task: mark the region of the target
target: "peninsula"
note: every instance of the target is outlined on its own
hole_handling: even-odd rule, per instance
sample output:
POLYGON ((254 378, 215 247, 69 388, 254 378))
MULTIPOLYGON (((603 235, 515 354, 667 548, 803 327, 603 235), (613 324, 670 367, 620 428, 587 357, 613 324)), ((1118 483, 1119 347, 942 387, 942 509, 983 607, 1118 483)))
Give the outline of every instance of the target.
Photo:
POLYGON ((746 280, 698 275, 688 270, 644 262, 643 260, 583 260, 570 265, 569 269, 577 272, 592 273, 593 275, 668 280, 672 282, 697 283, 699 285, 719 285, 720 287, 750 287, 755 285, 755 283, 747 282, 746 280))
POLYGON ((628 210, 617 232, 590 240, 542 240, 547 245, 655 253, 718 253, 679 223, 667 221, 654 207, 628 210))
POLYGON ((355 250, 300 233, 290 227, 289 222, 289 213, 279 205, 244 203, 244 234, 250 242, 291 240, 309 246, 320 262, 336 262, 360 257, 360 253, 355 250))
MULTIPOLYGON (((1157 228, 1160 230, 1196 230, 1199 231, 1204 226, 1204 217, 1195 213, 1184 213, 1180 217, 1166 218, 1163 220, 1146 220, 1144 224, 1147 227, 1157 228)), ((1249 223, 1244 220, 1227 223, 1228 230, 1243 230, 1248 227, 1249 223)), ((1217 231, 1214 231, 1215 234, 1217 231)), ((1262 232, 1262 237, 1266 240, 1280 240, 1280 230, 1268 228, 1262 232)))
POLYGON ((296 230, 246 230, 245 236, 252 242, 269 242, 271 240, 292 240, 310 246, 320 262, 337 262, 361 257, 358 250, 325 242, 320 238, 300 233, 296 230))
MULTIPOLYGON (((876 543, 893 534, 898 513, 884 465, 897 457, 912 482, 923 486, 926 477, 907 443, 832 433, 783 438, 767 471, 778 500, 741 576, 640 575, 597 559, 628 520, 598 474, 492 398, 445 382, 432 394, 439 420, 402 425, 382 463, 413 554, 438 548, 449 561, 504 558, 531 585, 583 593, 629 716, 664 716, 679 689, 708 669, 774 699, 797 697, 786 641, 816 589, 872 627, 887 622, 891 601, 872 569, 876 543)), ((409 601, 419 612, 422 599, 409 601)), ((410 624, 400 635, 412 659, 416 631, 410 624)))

> _Directions for this task_
All of the material above needs to be transcribed verbatim.

> _Reply_
task: mark the region of the target
target: "peninsula"
note: every instance of the target is outlined on its own
hole_handling: even-odd rule, per instance
sample output:
POLYGON ((254 378, 215 247, 69 388, 254 378))
MULTIPOLYGON (((603 235, 515 354, 667 548, 803 327, 603 235), (613 324, 670 367, 620 428, 587 357, 613 324)), ((1118 483, 1119 347, 942 387, 942 509, 983 607, 1118 483)))
Give the outline of every instance of the target.
Photo:
POLYGON ((746 280, 698 275, 688 270, 644 262, 643 260, 583 260, 570 265, 569 269, 577 272, 592 273, 593 275, 668 280, 672 282, 697 283, 699 285, 719 285, 720 287, 750 287, 755 285, 755 283, 747 282, 746 280))
POLYGON ((628 210, 617 232, 590 240, 542 240, 547 245, 655 253, 718 253, 679 223, 667 221, 654 207, 628 210))
POLYGON ((355 250, 300 233, 290 227, 289 222, 289 213, 279 205, 244 203, 244 234, 250 242, 291 240, 309 246, 320 262, 336 262, 360 257, 360 253, 355 250))
MULTIPOLYGON (((1157 228, 1160 230, 1196 230, 1199 231, 1204 226, 1204 217, 1195 213, 1184 213, 1180 217, 1166 218, 1163 220, 1146 220, 1144 224, 1147 227, 1157 228)), ((1249 223, 1244 220, 1227 223, 1228 230, 1243 230, 1248 227, 1249 223)), ((1217 231, 1214 231, 1215 234, 1217 231)), ((1262 232, 1262 237, 1266 240, 1280 240, 1280 230, 1268 228, 1262 232)))
POLYGON ((296 230, 246 230, 245 236, 252 242, 269 242, 271 240, 292 240, 310 246, 320 262, 337 262, 361 257, 358 250, 325 242, 320 238, 300 233, 296 230))
MULTIPOLYGON (((876 543, 893 534, 898 513, 884 465, 897 457, 912 482, 923 486, 926 477, 907 443, 832 433, 783 438, 767 471, 778 500, 741 576, 640 575, 597 559, 628 520, 598 474, 492 398, 445 382, 432 394, 439 420, 402 425, 382 463, 413 554, 438 548, 449 561, 504 558, 531 585, 583 593, 629 716, 664 716, 679 689, 708 669, 774 699, 797 697, 786 641, 816 589, 872 627, 887 622, 891 601, 872 569, 876 543)), ((409 601, 419 612, 422 599, 409 601)), ((410 624, 400 635, 412 659, 416 631, 410 624)))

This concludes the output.